"""

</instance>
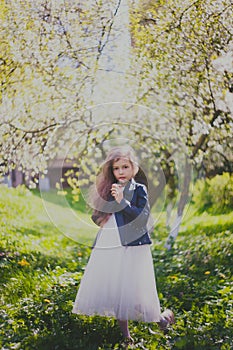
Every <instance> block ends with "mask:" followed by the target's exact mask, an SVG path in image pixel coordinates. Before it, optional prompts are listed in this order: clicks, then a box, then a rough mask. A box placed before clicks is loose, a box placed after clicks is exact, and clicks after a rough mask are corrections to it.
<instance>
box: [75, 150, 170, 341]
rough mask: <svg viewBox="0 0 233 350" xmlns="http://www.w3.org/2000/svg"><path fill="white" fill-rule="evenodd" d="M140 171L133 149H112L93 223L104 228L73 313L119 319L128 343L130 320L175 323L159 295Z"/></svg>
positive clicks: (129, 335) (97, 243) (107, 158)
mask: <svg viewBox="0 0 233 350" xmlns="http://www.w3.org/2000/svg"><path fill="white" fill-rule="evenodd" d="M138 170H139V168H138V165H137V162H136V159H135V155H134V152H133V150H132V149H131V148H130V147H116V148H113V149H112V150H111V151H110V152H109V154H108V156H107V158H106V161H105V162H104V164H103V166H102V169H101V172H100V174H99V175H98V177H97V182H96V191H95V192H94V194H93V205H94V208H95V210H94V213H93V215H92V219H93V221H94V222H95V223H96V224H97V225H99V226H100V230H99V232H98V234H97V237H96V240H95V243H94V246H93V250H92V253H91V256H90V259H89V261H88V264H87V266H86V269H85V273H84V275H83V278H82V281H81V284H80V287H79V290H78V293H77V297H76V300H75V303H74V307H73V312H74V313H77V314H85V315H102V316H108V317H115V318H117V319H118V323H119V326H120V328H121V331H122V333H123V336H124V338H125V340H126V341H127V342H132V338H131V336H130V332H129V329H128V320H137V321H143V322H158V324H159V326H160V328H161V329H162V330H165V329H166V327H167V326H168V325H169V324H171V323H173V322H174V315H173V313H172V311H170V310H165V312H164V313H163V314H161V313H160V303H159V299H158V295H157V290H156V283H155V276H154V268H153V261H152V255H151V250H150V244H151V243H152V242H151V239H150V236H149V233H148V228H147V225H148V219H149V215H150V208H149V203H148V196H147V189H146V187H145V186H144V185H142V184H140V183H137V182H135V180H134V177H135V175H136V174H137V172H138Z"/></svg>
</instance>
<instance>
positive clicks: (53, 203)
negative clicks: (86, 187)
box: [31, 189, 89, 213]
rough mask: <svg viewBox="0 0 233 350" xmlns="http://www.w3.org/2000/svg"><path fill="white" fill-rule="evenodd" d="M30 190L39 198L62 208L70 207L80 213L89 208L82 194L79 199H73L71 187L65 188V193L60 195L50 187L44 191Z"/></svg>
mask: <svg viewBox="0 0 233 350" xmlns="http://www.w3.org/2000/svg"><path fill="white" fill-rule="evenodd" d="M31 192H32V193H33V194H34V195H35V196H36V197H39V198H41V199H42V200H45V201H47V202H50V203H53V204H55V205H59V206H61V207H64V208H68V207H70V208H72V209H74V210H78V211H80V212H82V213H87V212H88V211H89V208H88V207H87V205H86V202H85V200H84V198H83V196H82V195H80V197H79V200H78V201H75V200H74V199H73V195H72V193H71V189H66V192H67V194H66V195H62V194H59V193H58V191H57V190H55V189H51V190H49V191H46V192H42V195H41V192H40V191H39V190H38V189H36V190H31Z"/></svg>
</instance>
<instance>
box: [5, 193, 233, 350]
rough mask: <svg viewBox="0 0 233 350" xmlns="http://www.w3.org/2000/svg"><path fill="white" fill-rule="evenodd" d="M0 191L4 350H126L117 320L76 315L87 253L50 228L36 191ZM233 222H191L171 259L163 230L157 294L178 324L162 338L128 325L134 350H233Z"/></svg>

"""
"""

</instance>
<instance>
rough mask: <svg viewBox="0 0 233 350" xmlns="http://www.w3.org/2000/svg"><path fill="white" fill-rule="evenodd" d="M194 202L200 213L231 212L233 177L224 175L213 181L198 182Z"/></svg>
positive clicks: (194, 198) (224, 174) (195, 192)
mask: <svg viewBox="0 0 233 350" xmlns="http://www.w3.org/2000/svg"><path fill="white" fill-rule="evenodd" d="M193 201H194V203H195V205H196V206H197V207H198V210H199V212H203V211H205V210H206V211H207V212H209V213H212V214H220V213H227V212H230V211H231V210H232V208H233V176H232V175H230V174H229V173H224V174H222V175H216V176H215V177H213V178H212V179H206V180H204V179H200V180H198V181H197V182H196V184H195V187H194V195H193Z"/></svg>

"""

**WHAT IS NEEDED:** In the listing above, transcribe exactly everything from the line containing "Every <instance> block" down to the line containing "171L133 149H112L93 223L104", including both and nothing more.

**RESPONSE BOX:**
Every <instance> block ends with "mask:" followed by the target's exact mask, an SVG path in image pixel coordinates. Before it, optional prompts are listed in this order: clicks, then a box, then a rough mask. A box placed before clicks is loose, a box placed after clicks is exact, and clicks after a rough mask are corrections to it.
<instance>
box: [75, 150, 170, 341]
rough mask: <svg viewBox="0 0 233 350" xmlns="http://www.w3.org/2000/svg"><path fill="white" fill-rule="evenodd" d="M140 171L133 149H112L93 223L104 228L73 313L119 319L128 343L130 320L175 323L159 295Z"/></svg>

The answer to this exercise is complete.